▸ **Page text**

The structure of the Nine Network programs Sunday and Business Sunday are to be changed once again. See how the flip flops unfolded below:
Nine’s business flip flop: it’s back to the future for Gyngell!
Crikey email – 17 November
Almost 11 months after Nine CEO, David Gyngell signed off on the creation of the Nine Network’s Business Unit, led by Ross Greenwood, the grand experiment is no more.
Word has reached us here at Crikey that Gyngell has okayed yet another re-organisation, and it’s back to the future as we return to what was in place before the January re-organisation that was pushed by Greenwood and former News and Current Affairs boss, Jim Rudder.
It seems Sunday executive producer, John Lyons, a former Sydney Morning Herald editor and who is also close to PBL CEO, John Alexander, will be Executive Producer (EP) of Business Sunday. As long as the changes are handled properly and not an excuse by Nine to remove people through retrenchment, it should help benefit Business Sunday.
The program has been in a bit of a tussle with Seven’s Sunday Sunrise, but in the past couple of months has been a consistent winner at 8am.
The numbers are no longer what they were three years ago, because the competition is tougher with Sunday Sunrise, Inside Business and the Insiders now on Sunday mornings. As well, Ten switched Meet the Press to 8.30am on Sundays, thereby adding to the competition levels.
That’s the structure that existed last year when Stephen Rice, now at 60 Minutes was EP of both programs, until being removed by Rudder in favour of Lyons.
I was supervising producer of Business Sunday. Rudder muttered about managing editor and told me I was reporting to him. Then he told me on January 19 that the Business Unit was being forced and there was no place for me. I was being retrenched.
This was done with Gyngell’s sign-off. He was deputy CEO of PBL Media and sort of in charge of Nine, but not quite because John Alexander was still around as CEO.
Since then Business Sunday has been run by Greenwood, who was eventually removed as EP and Graham Thurston, the former Nine News EP in Sydney (who was removed by Max Uechtritz) was made EP of the Business Unit.

▸ **Exercise brief**
Write the next part of the text about the Nine Network's Business Sunday restructure, starting right after its last sentence.

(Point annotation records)
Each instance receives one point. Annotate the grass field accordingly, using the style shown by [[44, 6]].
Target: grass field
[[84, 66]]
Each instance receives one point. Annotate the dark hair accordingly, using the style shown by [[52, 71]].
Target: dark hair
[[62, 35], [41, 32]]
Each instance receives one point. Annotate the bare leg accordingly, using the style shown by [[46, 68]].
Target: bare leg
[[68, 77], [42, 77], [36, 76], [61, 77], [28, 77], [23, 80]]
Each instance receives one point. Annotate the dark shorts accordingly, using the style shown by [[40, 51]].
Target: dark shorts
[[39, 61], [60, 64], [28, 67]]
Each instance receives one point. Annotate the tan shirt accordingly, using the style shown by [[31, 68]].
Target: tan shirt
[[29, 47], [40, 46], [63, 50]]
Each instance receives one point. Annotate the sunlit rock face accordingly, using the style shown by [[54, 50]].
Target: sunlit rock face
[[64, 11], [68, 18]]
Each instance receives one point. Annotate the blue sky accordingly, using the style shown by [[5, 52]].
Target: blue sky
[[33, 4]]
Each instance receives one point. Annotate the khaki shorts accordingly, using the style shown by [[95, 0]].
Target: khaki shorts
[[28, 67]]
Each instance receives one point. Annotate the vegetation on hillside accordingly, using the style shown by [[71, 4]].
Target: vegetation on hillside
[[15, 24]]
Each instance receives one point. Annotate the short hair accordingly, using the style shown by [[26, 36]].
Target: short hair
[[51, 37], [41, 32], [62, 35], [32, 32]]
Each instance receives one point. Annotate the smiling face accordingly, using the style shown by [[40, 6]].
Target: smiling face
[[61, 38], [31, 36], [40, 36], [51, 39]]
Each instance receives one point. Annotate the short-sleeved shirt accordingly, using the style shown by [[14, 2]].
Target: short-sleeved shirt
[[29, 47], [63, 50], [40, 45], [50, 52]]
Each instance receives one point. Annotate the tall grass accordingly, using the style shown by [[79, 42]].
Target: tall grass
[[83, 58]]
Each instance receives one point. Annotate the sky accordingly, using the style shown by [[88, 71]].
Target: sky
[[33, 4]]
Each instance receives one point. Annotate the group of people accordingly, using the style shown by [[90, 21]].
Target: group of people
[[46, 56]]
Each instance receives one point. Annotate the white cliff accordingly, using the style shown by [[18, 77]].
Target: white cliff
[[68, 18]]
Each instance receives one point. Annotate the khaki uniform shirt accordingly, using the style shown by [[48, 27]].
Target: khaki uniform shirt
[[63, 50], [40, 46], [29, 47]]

▸ **The output**
Rudder himself was removed by Gyngell in May after realising that he had a near mutiny on his hands in the news and current affairs area, and that the ratings of National Nine News and A Current Affair, especially in Sydney, were weakening.
The Business Unit then existed until discussions started in the last few days about the future of programs next year – a normal occurrence in TV.
Now it’s back to the future, to a structure that worked well for years, without all the managementese of Greenwood, Rudder and others about cross-promotional platforms and the like.
So where will that leave Business Sunday in 2005? There’s no idea. Will the three hours from 8am to 11am be one long Sunday, with Business Sunday inside and no longer separate. Standby.
And what of new business unit recruit, Karen Tso, a hiring driven by Max Uechtritz and supported by Gyngell and John Alexander, the man who was also behind the hiring of Ross Greenwood. So is Karen Tso for Business Sunday, the network or News?
News of the changes were posted on the Nine Intranet late today and despite this childish and impossible ban, Crikey has already got it in full:
SUNDAY AND BUSINESS SUNDAY
The Nine Network’s two Sunday morning current affairs programs, Sunday and Business Sunday, are to be brought together under the one umbrella.
Under the administrative re-structuring, Sunday’s Executive Producer, John Lyons, will also become Executive Producer of Business Sunday. Graham Thurston will become Managing Editor of Business Sunday.
Nine Network CEO David Gyngell said because Sunday and Business Sunday were back-to-back sister programs, it made sense to have them under the same management.
Strange isn’t that there’s no acknowledgement of the Business Unit experiment, or that this new structure is actually the old structure David Gyngell agreed had to be broken down when proposed by Rudder, with help from Ross Greenwood.
Talk about flip-flops.
Sacked and banned by Nine
By Glenn Dyer
So, I’ve finally been named by the Strewth column in The Australian. Cor Blimey, wonders never cease!
Fancy that, Kerry Packer’s Godson, a man worth millions, earning more than a million dollars a year, running a TV Network with annual profits of more than $280 million, worried, so worried by an insignificant flea like me that he causes Crikey to be banned.
“Disgruntled” was the word used by Strewth, and by Nine and its spinners. There are hardly any ‘gruntled’ people at Nine these days.
The impression is also left that I “left” Channel Nine this year. Can’t David Gyngell and the spinners bring themselves to say the word ‘sacked’, or more politely retrenched. With 11 months on a two year contract left. Paid out, as it happens.
Hasn’t Mr Gyngell got better things to do, like run a TV network that’s still the country’s best rating TV business, even though it’s looking a bit tatty and toothy in places?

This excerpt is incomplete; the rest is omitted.